Please copy the records below word for word, omitting the pictures from your copy.

══ Entries ══

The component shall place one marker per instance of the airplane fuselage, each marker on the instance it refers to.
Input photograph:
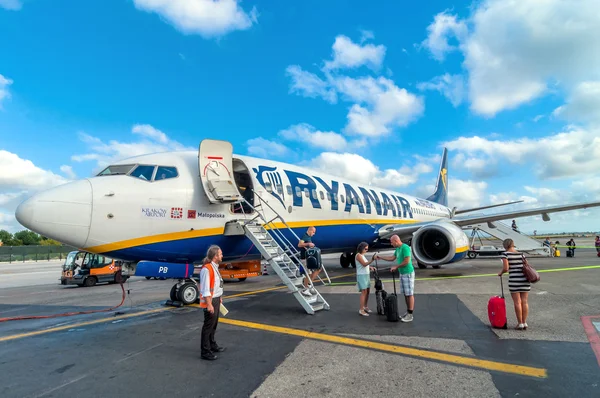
(172, 220)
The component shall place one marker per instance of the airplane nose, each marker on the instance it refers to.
(63, 213)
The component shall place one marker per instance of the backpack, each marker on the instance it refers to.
(313, 258)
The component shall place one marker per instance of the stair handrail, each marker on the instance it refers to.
(283, 237)
(275, 229)
(293, 250)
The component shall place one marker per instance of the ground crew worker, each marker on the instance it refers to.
(211, 292)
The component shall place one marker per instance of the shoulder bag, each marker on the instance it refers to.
(530, 273)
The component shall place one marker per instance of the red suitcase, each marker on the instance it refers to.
(497, 310)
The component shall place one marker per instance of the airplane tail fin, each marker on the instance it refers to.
(441, 189)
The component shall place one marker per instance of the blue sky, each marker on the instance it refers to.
(373, 91)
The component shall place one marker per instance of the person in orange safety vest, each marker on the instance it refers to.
(211, 292)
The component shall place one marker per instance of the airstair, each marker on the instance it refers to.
(280, 253)
(523, 243)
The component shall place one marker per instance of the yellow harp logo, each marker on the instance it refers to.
(443, 174)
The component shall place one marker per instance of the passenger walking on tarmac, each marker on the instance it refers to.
(571, 244)
(363, 277)
(303, 244)
(519, 286)
(403, 257)
(211, 297)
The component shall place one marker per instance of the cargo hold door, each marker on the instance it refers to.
(216, 171)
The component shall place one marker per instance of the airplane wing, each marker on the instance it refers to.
(406, 230)
(463, 221)
(402, 230)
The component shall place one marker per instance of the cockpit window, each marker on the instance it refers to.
(116, 170)
(143, 172)
(164, 173)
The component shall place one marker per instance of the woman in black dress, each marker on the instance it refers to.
(518, 284)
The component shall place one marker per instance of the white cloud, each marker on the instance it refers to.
(583, 104)
(451, 86)
(106, 153)
(68, 171)
(13, 5)
(366, 35)
(357, 168)
(441, 29)
(347, 54)
(309, 85)
(566, 154)
(465, 194)
(19, 179)
(263, 148)
(516, 50)
(537, 118)
(148, 131)
(20, 173)
(207, 18)
(308, 135)
(4, 93)
(381, 105)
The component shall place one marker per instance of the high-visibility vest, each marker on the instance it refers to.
(211, 278)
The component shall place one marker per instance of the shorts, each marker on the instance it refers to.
(364, 281)
(407, 284)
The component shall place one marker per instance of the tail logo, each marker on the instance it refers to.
(270, 175)
(444, 178)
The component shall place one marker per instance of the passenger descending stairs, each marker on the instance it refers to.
(283, 258)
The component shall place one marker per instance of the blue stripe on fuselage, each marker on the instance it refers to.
(328, 238)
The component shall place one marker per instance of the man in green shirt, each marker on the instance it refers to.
(403, 258)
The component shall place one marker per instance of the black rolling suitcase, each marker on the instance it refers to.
(380, 294)
(391, 304)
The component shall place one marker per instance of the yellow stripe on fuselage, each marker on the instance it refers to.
(147, 240)
(171, 236)
(462, 249)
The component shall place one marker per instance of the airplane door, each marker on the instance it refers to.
(216, 171)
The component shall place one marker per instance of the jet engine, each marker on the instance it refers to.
(439, 243)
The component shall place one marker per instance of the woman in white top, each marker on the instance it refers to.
(363, 277)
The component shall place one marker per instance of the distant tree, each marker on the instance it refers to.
(28, 238)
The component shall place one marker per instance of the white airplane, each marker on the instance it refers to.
(169, 207)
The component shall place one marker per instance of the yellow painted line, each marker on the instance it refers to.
(141, 313)
(76, 325)
(413, 352)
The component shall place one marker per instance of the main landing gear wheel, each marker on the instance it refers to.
(173, 294)
(188, 293)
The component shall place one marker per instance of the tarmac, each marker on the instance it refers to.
(274, 349)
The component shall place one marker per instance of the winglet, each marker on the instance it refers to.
(441, 189)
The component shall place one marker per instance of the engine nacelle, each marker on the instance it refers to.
(439, 243)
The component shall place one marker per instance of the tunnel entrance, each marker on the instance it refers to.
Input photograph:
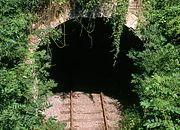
(86, 62)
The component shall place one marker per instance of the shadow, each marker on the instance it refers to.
(86, 63)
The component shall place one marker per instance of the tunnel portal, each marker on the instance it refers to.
(86, 62)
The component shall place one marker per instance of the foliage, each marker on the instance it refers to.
(118, 21)
(131, 119)
(157, 82)
(19, 110)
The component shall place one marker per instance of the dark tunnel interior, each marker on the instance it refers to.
(86, 62)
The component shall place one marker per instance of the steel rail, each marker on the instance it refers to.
(104, 113)
(71, 111)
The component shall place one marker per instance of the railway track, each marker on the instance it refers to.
(82, 111)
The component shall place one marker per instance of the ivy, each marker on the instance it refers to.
(157, 82)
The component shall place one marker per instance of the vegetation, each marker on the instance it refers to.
(22, 70)
(157, 80)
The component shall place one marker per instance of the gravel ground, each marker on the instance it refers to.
(87, 111)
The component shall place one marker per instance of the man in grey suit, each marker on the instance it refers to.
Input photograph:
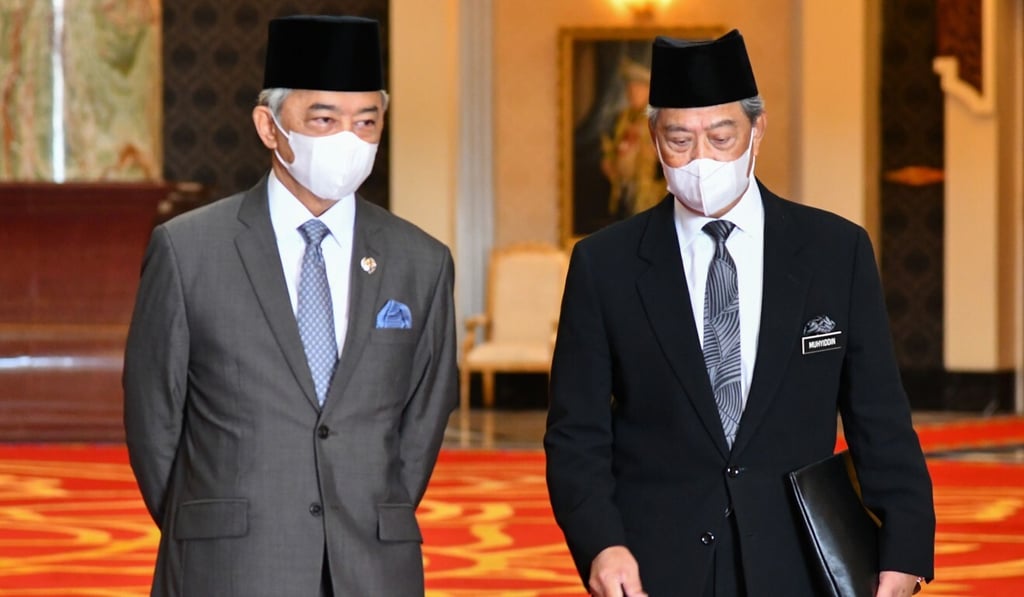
(291, 364)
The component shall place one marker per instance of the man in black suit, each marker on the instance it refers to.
(672, 426)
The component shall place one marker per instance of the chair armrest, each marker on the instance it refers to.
(474, 323)
(477, 321)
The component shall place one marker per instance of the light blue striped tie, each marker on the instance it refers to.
(315, 314)
(722, 331)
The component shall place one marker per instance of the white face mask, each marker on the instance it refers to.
(331, 167)
(708, 185)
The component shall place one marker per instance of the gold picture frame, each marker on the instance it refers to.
(608, 169)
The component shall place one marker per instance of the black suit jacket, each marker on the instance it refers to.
(635, 448)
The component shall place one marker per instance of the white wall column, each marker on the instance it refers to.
(838, 136)
(475, 180)
(423, 115)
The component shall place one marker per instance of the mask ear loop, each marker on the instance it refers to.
(288, 136)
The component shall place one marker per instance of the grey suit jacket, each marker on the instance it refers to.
(249, 480)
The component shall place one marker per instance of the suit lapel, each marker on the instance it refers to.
(363, 295)
(667, 304)
(785, 285)
(257, 247)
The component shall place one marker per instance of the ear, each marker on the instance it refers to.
(759, 132)
(265, 128)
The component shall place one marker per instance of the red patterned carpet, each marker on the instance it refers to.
(72, 522)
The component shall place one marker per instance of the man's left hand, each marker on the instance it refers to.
(893, 584)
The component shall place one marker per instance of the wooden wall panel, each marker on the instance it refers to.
(70, 258)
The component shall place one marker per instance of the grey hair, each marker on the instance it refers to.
(274, 97)
(753, 108)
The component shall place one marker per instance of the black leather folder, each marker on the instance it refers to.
(842, 536)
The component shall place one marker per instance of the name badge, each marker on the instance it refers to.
(821, 342)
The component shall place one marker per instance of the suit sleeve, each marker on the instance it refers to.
(436, 391)
(579, 437)
(155, 374)
(877, 424)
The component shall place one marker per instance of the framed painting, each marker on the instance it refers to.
(608, 167)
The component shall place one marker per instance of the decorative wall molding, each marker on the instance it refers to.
(967, 33)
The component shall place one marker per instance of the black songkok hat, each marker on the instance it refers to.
(696, 74)
(325, 53)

═══

**Output for this exercise:**
The component shall place one marker per instance of the airplane fuselage, each marker on the instance it refers to.
Input photograph:
(172, 220)
The component shall place one marker per instance of the airplane nose, each marker on the instance it refers to.
(63, 213)
The component shall place one marker per instance of the backpack, each marker on the instance it refers to.
(313, 258)
The component shall place one marker per instance of the stair handrail, each marker on the instance it refers to.
(283, 237)
(275, 229)
(293, 250)
The component shall place one marker per instance of the ground crew worker, each marker on the instance it refers to.
(211, 292)
The component shall place one marker per instance of the shoulder bag, each marker on the instance it refers to.
(530, 273)
The component shall place one marker per instance of the red suitcase, each marker on the instance it refers to.
(497, 310)
The component shall place one marker per instance of the airplane tail fin, each marker on the instance it refers to.
(441, 189)
The component shall place one marker per instance of the blue sky, each marker on the instance it refers to.
(373, 91)
The component shall place one marker per instance of the person in orange safety vest, each marker on the instance it refers to.
(211, 292)
The component shall place one marker per instance of the airstair, each marker on the instance it refers to.
(280, 253)
(523, 243)
The component shall place one marker per instance of the yellow harp logo, each marker on the instance it refers to.
(443, 174)
The component shall place one marker per instance of the passenger walking on tarmac, each marker on the instance it refers to.
(571, 244)
(363, 277)
(303, 244)
(519, 286)
(403, 257)
(211, 297)
The component shall place one marker per instance of the cargo hold door, each marker on the instance it refers to.
(216, 171)
The component shall place one marker per instance of the airplane wing, each marker on the instance it refers to.
(406, 230)
(463, 221)
(402, 230)
The component shall place one marker per instance of the cockpit window, each marker on the instance it refers to.
(116, 170)
(143, 172)
(164, 173)
The component shall place one marker per instance of the woman in black dress, each marker on the instance it refers to.
(518, 284)
The component shall place one marker per instance of the white cloud, each marker on the instance it refers to.
(583, 104)
(451, 86)
(106, 153)
(68, 171)
(13, 5)
(366, 35)
(357, 168)
(441, 29)
(347, 54)
(309, 85)
(566, 154)
(465, 194)
(19, 179)
(263, 148)
(516, 50)
(537, 118)
(148, 131)
(20, 173)
(207, 18)
(308, 135)
(4, 93)
(381, 105)
The component shall place one marker per instance of the high-visibility vest, each marker on the instance it refers to.
(211, 278)
The component shall place one marker per instance of the shorts, each marker on the instance it refers to.
(364, 281)
(407, 284)
The component shall place one marker per instance of the tail logo, each marker on the instance it refers to.
(270, 175)
(444, 178)
The component shall place one marker per instance of the passenger descending stairs, each marker on the instance it refers to.
(283, 258)
The component shall place one marker per instance of the blue stripe on fuselage, each marker on the instance it refers to.
(328, 238)
The component shall place one marker per instance of the man in green shirt, each marker on the instance it refers to.
(403, 258)
The component shall place one marker per instance of the black rolling suitcase, each marker on the instance it refers to.
(380, 294)
(391, 304)
The component shall place one marker per instance of the yellow stripe on fuselage, each marker on the instance it refers to.
(147, 240)
(171, 236)
(462, 249)
The component shall place one marker per instance of the airplane door, each marker on the instance it refers to.
(216, 171)
The component shall place one marker per instance of the jet engine, each marker on the instance it refers to.
(439, 243)
The component shall place one marker per instance of the woman in white top, each marker on the instance it refers to.
(363, 277)
The component shall place one marker per instance of the distant tree, each marker on the instance it refers to.
(28, 238)
The component shall place one marker per instance of the white airplane, each marker on the instance it refers to.
(169, 207)
The component shall place one marker per instance of the yellow painted line, each marker on the instance it refers to.
(141, 313)
(76, 325)
(413, 352)
The component shall place one marker per instance of the main landing gear wheel, each marker on the instance it refers to.
(173, 294)
(188, 293)
The component shall place one marker per instance of the tarmac, each marker on the instance it refers to.
(274, 349)
The component shall place one marker per instance of the winglet, each marker on the instance it refers to.
(441, 189)
The component shall place one marker per instance of the engine nacelle, each marker on the instance it refers to.
(439, 243)
The component shall place one marker per instance of the tunnel entrance, each marker on the instance it refers to.
Input photograph:
(86, 62)
The component shall place one marker per instance of the shadow, each marker on the instance it refers to.
(86, 63)
The component shall place one marker per instance of the tunnel portal, each marker on the instance it refers to.
(86, 62)
The component shall place one marker per instance of the foliage, each marker on the instance it refers to.
(118, 21)
(131, 119)
(157, 82)
(19, 110)
The component shall place one marker per instance of the dark tunnel interior, each marker on the instance it refers to.
(86, 62)
The component shall place one marker per instance of the steel rail, each marker on the instance it refers to.
(104, 113)
(71, 111)
The component shall place one marker per instance of the railway track, each marker on the instance it refers to.
(82, 111)
The component shall place one marker per instance of the ivy, each marker on the instance it refers to.
(157, 82)
The component shall place one marker per instance of the vegetation, each marker on the instance it refers to.
(22, 70)
(157, 80)
The component shall place one marker per instance of the gravel ground, each marker on the instance it refers to.
(87, 111)
The component shall place one marker per instance of the man in grey suit, each marker on the instance it refers to.
Input photograph:
(291, 364)
The component shall place one marker per instance of the man in black suit, each marker on the instance it refers to.
(672, 426)
The component shall place one marker per instance of the chair armrest, each marker on the instance it refers to.
(474, 323)
(477, 321)
The component shall place one marker per instance of the light blue striped tie, each marker on the instance it refers to.
(315, 314)
(722, 331)
The component shall place one marker per instance of the white face mask, each marker on the instance it refers to.
(331, 167)
(708, 185)
The component shall place one marker per instance of the gold picture frame, each marker on the instance it refers to.
(608, 169)
The component shall place one marker per instance of the black suit jacket, each marker on the instance it refers to.
(635, 448)
The component shall place one marker per instance of the white wall column, each marker on the instance it refers to.
(838, 136)
(475, 180)
(423, 115)
The component shall place one marker per instance of the mask ear loop, each marker on the instance it refers to.
(288, 136)
The component shall place one marker per instance of the grey suit jacket, each marker on the instance it refers to.
(249, 480)
The component shall place one marker per instance of the suit lapel, each marker on the instance it refers to.
(363, 295)
(667, 304)
(785, 285)
(257, 247)
The component shall place one marker per instance of the ear, each marker on the instance it refers to.
(759, 132)
(265, 128)
The component shall place one marker per instance of the red patterned carpet, each marker on the instance it refers to.
(72, 522)
The component shall place one marker per instance of the man's left hand, each marker on the instance it refers to.
(893, 584)
The component shall place one marker per instance of the wooden wall panel, each marker on the instance it refers to.
(70, 258)
The component shall place one marker per instance of the grey hair, each marker on the instance it refers to.
(274, 97)
(753, 108)
The component shall place one marker per instance of the black leather folder, each marker on the instance it refers to.
(842, 536)
The component shall place one marker per instance of the name badge, each marker on the instance it refers to.
(821, 342)
The component shall place one marker per instance of the suit sleeve, each marker on the instance it refers to.
(436, 391)
(579, 437)
(155, 374)
(877, 424)
The component shall place one marker per instance of the framed painting, each marker on the instance it refers to.
(608, 167)
The component shall place one marker per instance of the decorative wall molding, each marker on the instance it refers to.
(967, 33)
The component shall place one marker per instance of the black songkok hat, each marker on the instance it refers to.
(696, 74)
(325, 53)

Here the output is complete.